**STUDY QUESTIONS:**
a) Copy out the text about cock-tales, starting at the words "My blue ocktail" and ending after "any new additions!". Put "gathering" in place of "party".
b) Resume the text about cock-tales, picking up right after its final sentence.

**STUDY TEXT:**
════════════════
Anyway, even though a fascinating rabbit hole of deep penis thinking loomed, I resisted and stuck to researching what authors had to say.

My blue ocktail that didn’t go down so well.

Over a few hours, I eventually patched together passages, quotes, and citations, which I printed out. Each quote was wrapped with a bow, and when someone had their blue drink, they also got a cock-tale. Even though I only got one vote at the party—a blue mocktail couldn’t compete with tropical ice blocks and one served in a sawn-off VB tin—I was pretty happy with all the writing I had found on cocks.

Thus, I present this list for anyone interested in how some writers have mused on cocks, penises, and dicks over the past 2000 years. Feel free to send any new additions!


When you got right down to it, my dick was the one organ that hadn’t presented itself to my consciousness through pain, only pleasure. Modest but robust, it had always served me faithfully. Or, you could argue, I had served it – if so, its yoke had been easy. It never gave me orders. It sometimes encouraged me to get out more, but it encouraged me humbly, without bitterness or anger. This past evening, I knew, it had interceded on Myriam’s behalf. It had always enjoyed good relations with Myriam, Myriam had always treated it with affection and respect, and this had given me an enormous amount of pleasure. And sources of pleasure were hard to come by. In the end, my dick was all I had.
════════════════
**RECORDS:**
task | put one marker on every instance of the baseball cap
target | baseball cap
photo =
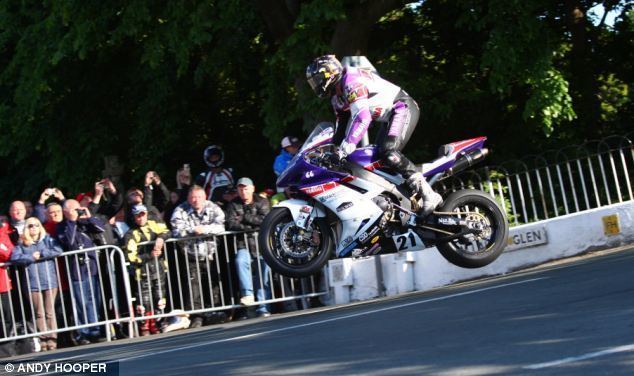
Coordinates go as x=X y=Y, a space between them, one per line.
x=137 y=209
x=290 y=141
x=81 y=196
x=244 y=181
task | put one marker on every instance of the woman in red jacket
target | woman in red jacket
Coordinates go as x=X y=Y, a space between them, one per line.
x=6 y=247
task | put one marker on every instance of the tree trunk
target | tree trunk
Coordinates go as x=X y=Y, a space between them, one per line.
x=583 y=82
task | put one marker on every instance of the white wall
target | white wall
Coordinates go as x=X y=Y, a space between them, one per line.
x=357 y=279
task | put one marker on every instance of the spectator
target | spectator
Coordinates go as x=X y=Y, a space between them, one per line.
x=74 y=233
x=149 y=265
x=199 y=216
x=42 y=277
x=17 y=216
x=218 y=180
x=183 y=182
x=28 y=206
x=247 y=213
x=6 y=248
x=105 y=204
x=119 y=226
x=84 y=199
x=134 y=196
x=49 y=198
x=107 y=200
x=170 y=207
x=290 y=146
x=155 y=191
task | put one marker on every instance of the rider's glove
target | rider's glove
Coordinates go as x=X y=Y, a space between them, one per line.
x=347 y=148
x=332 y=158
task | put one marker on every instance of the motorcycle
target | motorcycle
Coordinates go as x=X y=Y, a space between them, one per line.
x=357 y=207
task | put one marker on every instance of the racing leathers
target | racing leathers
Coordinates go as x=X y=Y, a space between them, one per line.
x=362 y=97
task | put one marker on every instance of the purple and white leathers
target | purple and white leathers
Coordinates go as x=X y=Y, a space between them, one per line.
x=359 y=207
x=359 y=97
════════════════
**ACTIVITY ANSWERS:**
a)
My blue ocktail that didn’t go down so well.

Over a few hours, I eventually patched together passages, quotes, and citations, which I printed out. Each quote was wrapped with a bow, and when someone had their blue drink, they also got a cock-tale. Even though I only got one vote at the gathering—a blue mocktail couldn’t compete with tropical ice blocks and one served in a sawn-off VB tin—I was pretty happy with all the writing I had found on cocks.

Thus, I present this list for anyone interested in how some writers have mused on cocks, penises, and dicks over the past 2000 years. Feel free to send any new additions!

b)
Michel Houellebecq, Submission (2015)


Our penises flop up and down, and then as we pick up speed, slap left to right, back and forth—who would have thought left to right? The pain! People should not do this. Penises were not built for running.”

—Dave Eggers, A Heartbreaking Work of Staggering Genius (2000).


She drew somewhat aside, examining his body, exploring it with her hand, fondling his penis. "How strange a man is. Poor limp helpless little thing, what good are you now?"

—EDWARD ABBEY, BLACK SUN (1971)


A cock wants a hole.

― Jill Alexander Essbaum, Hausfrau (2015)


A Roman brothel door sign from Pompeii.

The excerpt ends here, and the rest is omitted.